REQUIREMENTS:
How many of the rows below contain the word "green" with its case matched exactly? Reply with the number only.

DATA EXCERPTS:
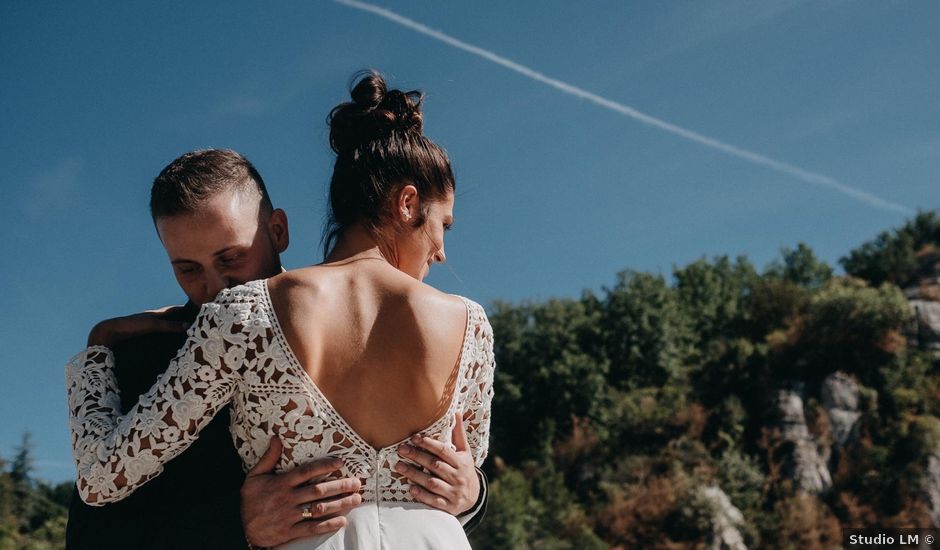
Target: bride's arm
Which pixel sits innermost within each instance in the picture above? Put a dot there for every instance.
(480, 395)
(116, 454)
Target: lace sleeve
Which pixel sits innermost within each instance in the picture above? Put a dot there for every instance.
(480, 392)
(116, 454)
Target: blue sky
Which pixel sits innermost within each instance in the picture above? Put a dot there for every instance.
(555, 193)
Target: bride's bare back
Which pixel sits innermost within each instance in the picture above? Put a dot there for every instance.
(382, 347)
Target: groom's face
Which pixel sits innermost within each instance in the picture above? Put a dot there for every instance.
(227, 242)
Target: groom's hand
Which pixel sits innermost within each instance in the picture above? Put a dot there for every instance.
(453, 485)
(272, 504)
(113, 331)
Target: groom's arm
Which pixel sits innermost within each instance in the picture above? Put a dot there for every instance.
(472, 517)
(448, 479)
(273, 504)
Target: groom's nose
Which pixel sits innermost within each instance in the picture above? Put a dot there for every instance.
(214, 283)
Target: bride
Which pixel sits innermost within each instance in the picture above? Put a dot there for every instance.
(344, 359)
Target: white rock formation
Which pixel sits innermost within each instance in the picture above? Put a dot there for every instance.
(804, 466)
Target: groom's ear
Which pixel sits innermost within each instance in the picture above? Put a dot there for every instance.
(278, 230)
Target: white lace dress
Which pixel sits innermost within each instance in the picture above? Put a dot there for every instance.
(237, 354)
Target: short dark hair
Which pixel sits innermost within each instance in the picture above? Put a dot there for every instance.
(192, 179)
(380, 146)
==
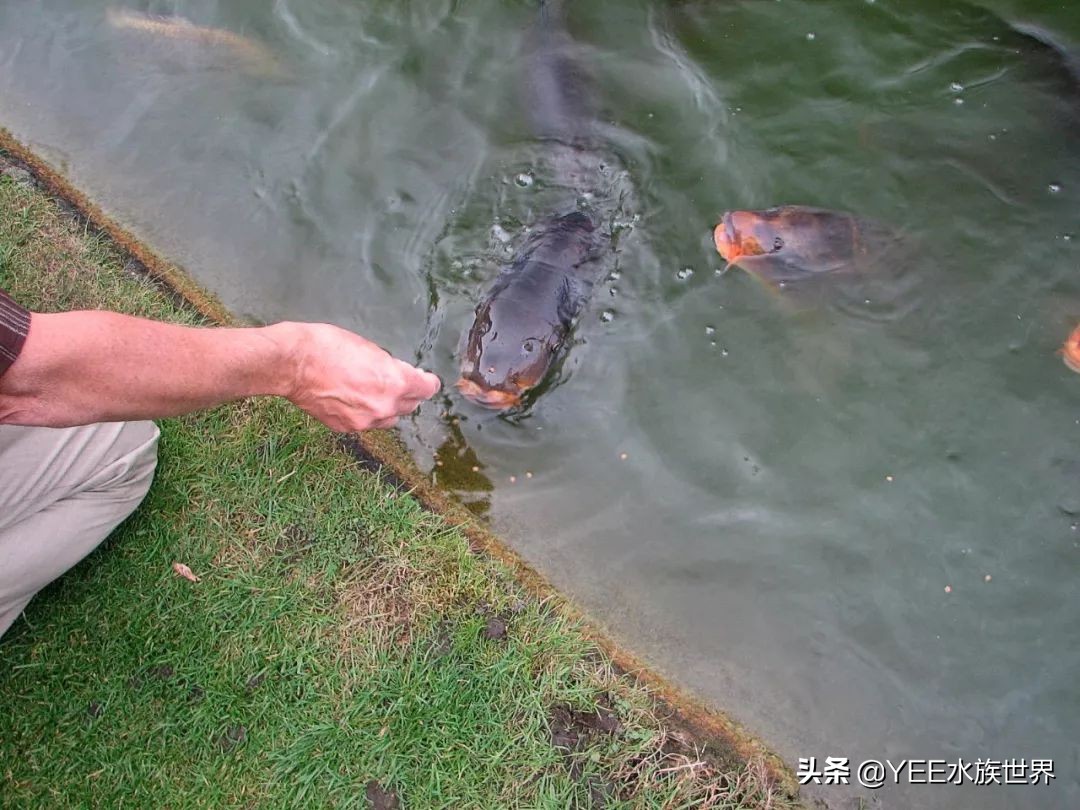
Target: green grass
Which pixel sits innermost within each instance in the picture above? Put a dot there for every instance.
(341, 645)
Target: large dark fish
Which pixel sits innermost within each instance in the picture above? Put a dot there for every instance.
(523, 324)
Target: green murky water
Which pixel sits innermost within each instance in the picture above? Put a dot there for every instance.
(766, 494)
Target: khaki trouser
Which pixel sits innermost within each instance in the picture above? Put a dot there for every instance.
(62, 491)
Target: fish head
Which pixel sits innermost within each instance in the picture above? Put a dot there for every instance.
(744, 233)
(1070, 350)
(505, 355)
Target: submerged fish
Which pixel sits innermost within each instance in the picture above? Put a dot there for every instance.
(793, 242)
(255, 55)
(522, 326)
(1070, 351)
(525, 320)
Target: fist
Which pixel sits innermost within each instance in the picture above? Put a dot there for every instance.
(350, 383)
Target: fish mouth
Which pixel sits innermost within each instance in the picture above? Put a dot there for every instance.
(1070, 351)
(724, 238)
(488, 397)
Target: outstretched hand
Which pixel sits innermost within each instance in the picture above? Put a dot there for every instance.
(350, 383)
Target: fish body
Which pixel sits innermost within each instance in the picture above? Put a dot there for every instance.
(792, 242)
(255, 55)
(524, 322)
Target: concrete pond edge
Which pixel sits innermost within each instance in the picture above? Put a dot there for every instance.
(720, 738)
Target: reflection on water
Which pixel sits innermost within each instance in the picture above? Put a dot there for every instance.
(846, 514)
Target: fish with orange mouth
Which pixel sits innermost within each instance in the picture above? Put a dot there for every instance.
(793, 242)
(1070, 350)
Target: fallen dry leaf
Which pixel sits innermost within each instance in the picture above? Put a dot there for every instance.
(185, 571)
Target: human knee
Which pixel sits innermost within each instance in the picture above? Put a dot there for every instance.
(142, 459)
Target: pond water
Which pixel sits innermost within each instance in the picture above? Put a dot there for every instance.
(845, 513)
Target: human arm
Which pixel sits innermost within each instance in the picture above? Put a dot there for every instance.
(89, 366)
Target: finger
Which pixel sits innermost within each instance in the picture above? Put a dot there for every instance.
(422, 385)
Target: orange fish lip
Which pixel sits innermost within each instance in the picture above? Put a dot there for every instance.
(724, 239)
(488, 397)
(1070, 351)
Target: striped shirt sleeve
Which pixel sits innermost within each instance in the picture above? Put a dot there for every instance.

ANSWER TO THIS PROBLEM:
2